INSTRUCTIONS TO FOLLOW: Every line of the entries below that includes "sample" belongs in the answer, copied as written.

[Referring expression pointing data]
=== Section Start ===
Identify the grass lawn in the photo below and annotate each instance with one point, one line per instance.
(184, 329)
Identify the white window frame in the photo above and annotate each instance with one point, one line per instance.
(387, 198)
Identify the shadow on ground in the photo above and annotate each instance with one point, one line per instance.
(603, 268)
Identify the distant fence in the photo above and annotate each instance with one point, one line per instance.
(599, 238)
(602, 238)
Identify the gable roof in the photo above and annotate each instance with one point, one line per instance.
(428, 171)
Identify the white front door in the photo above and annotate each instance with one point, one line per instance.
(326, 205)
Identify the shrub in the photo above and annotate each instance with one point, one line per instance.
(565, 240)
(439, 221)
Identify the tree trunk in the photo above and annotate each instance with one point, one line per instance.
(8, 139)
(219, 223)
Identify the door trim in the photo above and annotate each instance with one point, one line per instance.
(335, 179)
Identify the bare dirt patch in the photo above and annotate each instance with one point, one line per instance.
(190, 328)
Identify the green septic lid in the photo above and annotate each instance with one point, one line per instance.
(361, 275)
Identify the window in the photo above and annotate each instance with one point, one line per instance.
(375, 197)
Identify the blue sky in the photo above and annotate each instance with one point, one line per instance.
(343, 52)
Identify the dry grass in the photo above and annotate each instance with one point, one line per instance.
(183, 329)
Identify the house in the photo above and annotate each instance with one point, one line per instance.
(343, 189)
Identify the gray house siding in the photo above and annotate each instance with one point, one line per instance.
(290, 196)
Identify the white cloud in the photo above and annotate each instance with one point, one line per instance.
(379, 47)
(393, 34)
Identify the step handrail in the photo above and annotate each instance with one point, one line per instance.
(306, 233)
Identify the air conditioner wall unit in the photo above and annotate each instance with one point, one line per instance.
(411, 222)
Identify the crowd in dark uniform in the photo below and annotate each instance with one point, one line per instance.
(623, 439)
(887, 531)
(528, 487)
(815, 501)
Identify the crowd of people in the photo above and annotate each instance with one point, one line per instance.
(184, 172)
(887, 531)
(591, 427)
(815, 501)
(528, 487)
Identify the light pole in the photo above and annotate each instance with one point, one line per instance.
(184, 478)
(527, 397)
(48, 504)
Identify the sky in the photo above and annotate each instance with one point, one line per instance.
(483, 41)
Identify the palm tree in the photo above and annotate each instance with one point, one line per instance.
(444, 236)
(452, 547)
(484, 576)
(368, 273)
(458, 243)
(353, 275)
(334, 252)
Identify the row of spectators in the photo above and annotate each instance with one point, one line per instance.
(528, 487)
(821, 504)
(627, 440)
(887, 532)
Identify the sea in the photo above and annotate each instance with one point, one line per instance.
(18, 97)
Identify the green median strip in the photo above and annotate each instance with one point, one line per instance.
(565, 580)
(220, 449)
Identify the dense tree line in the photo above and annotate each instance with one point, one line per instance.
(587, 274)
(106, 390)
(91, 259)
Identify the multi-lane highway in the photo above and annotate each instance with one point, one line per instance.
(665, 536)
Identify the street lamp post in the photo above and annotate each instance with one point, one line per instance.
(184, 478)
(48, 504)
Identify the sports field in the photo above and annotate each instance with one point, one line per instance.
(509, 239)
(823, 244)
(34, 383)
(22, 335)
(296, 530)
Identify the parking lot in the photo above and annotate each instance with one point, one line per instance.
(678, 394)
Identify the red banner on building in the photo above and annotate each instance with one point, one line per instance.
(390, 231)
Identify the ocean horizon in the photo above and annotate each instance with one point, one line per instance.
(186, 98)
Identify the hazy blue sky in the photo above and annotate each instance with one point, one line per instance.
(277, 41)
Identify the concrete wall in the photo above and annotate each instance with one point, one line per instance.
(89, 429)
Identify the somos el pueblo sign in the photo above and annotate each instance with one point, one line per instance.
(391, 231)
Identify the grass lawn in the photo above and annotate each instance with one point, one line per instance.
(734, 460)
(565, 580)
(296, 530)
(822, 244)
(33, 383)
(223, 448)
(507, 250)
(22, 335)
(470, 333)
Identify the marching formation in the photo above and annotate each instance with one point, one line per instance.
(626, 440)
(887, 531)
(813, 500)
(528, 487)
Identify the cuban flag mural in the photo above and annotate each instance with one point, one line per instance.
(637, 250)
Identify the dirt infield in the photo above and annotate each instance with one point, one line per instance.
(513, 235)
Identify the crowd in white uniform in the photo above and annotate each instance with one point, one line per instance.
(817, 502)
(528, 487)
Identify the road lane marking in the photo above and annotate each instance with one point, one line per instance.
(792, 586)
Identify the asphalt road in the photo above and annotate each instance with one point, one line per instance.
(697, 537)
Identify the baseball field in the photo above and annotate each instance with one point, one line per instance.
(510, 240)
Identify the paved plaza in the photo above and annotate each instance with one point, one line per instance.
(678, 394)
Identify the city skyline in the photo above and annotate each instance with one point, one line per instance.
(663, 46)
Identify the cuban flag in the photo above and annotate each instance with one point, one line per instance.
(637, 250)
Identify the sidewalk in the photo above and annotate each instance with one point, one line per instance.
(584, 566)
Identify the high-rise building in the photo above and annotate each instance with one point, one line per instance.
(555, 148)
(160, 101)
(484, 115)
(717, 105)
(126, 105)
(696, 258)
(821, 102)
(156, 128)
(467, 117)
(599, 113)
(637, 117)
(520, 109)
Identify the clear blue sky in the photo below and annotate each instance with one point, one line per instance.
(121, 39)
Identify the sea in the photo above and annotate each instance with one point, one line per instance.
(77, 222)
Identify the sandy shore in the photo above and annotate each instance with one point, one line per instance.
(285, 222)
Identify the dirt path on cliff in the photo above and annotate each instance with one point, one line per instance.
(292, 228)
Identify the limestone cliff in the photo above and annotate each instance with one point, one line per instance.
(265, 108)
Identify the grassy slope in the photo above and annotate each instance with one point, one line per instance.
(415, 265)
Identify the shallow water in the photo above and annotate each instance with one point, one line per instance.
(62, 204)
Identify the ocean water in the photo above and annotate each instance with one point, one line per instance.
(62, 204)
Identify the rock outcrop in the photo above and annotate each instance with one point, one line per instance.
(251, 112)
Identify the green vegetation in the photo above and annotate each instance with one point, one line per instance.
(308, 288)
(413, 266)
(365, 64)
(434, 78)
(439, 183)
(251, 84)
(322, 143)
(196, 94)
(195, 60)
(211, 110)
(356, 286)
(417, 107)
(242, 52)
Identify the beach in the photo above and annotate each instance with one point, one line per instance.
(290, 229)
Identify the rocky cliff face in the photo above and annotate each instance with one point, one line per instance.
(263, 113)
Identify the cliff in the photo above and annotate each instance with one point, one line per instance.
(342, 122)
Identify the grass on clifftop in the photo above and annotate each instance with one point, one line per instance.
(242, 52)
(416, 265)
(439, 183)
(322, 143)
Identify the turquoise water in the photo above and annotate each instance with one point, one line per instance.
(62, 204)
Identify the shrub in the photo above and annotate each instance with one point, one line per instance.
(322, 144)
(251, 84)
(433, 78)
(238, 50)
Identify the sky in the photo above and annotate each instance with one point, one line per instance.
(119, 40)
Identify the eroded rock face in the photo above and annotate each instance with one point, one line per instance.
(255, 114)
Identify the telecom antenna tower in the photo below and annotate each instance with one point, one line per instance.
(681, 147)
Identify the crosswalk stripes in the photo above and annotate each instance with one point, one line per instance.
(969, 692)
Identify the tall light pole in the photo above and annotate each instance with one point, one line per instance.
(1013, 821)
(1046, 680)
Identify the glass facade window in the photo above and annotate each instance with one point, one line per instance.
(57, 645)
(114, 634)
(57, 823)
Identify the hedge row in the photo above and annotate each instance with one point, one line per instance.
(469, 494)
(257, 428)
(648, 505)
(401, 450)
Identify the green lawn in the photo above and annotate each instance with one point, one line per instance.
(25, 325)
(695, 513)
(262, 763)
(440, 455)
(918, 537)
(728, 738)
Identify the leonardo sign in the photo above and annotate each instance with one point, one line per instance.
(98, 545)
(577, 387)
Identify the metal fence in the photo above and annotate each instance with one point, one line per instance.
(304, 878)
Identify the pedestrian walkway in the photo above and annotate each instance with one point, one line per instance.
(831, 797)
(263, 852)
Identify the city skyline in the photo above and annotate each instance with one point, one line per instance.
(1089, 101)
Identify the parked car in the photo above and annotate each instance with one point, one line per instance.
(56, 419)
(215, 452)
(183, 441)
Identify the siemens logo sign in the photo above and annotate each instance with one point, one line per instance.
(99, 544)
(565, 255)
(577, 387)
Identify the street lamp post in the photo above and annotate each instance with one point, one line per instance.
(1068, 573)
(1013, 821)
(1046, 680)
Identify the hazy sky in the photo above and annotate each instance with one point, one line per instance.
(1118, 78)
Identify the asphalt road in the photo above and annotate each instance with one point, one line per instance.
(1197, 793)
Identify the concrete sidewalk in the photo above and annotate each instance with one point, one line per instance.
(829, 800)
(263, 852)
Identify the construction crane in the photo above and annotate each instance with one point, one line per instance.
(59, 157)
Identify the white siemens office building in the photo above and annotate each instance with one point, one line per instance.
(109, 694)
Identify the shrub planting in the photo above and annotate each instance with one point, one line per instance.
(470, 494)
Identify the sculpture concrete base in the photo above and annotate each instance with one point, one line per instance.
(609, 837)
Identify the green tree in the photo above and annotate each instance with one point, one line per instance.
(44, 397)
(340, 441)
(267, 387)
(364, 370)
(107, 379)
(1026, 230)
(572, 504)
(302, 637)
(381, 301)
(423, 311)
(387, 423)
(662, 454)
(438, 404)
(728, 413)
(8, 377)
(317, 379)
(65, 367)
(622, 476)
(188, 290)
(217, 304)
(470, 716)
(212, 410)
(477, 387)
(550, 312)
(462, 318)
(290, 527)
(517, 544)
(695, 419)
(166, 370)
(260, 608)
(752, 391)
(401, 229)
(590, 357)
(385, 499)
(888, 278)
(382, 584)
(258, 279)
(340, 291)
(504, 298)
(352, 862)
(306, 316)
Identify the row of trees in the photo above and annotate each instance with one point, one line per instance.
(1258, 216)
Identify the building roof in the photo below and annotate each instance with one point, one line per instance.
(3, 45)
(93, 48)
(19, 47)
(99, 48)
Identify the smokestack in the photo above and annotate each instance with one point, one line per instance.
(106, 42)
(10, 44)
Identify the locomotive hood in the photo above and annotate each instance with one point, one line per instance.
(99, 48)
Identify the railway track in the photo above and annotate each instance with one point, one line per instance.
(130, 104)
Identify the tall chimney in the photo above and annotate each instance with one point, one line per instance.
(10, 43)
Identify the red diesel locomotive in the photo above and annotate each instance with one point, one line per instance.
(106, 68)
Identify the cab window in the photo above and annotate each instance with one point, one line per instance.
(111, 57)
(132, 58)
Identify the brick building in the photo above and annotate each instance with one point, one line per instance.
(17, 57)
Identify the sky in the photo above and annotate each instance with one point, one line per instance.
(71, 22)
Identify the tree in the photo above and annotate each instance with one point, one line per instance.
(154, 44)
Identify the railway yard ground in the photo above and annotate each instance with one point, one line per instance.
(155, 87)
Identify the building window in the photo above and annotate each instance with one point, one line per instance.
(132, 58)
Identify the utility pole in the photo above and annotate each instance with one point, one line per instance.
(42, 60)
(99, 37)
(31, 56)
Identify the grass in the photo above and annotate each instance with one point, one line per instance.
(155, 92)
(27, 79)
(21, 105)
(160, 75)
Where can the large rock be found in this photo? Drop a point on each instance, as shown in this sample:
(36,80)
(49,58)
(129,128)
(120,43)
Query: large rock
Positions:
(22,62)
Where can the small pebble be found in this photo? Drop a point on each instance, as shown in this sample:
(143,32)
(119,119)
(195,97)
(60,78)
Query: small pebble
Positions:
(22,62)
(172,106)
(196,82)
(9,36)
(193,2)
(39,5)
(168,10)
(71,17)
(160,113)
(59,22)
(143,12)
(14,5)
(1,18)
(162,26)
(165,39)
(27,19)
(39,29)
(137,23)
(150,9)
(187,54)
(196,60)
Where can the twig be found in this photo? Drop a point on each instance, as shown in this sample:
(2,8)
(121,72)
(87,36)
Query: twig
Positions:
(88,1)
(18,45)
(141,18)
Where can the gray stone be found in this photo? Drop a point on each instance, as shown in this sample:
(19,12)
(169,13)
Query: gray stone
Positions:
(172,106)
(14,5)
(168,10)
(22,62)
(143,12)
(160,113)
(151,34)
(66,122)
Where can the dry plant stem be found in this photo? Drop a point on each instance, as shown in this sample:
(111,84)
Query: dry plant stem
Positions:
=== Section End ===
WRITTEN SOLUTION:
Where can the large rock be found in this photo? Drop a point on each instance, as shown in this sample:
Where can the small pebble be found in this photo? Drop a point on each instance, as shown in this sample:
Where can the twig be found in this photo? Drop a point on each instance, as shown in this sample:
Where can the gray stone be found in this photo? Drop a point on each instance, as shown in this sample:
Where can the dry plant stem be found in this photo? Drop a point on each instance, as shown in this sample:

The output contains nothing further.